• Task statement: Which lines in the rows below contain the string "twig", with case counting? Filter them out and copy each one.

Position annotation rows:
** Begin **
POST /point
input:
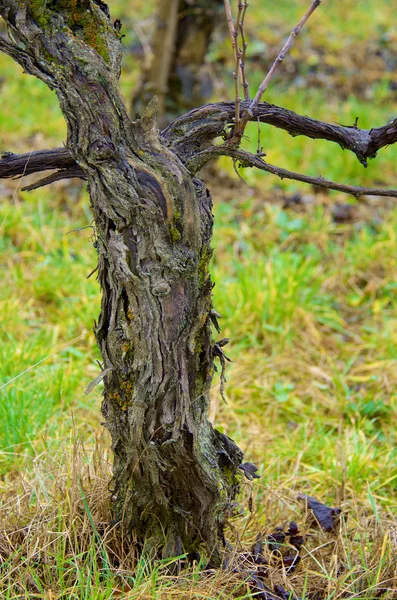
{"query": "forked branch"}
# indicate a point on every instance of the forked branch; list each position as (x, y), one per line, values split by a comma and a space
(251, 111)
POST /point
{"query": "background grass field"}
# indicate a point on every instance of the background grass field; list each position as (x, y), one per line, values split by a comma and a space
(307, 296)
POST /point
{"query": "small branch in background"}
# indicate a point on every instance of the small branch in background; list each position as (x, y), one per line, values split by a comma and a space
(12, 165)
(244, 45)
(239, 131)
(247, 159)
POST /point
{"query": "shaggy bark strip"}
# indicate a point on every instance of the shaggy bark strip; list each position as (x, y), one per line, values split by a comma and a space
(174, 476)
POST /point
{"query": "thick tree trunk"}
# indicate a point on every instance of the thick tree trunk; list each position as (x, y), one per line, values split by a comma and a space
(175, 477)
(177, 73)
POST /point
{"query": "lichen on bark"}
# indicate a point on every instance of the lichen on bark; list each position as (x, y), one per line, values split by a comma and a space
(174, 478)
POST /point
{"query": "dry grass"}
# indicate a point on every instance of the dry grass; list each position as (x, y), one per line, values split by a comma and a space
(309, 305)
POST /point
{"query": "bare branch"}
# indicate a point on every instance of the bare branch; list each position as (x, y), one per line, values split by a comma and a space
(12, 165)
(251, 160)
(237, 55)
(57, 176)
(205, 123)
(263, 86)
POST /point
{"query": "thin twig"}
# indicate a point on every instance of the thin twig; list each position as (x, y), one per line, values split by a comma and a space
(244, 45)
(236, 74)
(57, 176)
(248, 159)
(263, 86)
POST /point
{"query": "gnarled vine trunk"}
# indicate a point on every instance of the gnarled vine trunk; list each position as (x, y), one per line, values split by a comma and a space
(177, 72)
(175, 477)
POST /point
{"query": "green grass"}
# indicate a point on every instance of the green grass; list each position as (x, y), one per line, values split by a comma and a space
(309, 306)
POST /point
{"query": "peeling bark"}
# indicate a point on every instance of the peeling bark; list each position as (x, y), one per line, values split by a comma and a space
(177, 73)
(174, 477)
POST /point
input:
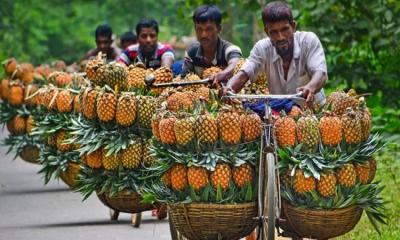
** End **
• Task result:
{"query": "thin twig"}
# indicate a point on every instance of the thin twig; list each position as (x, y), one per line, values split by a comma and a space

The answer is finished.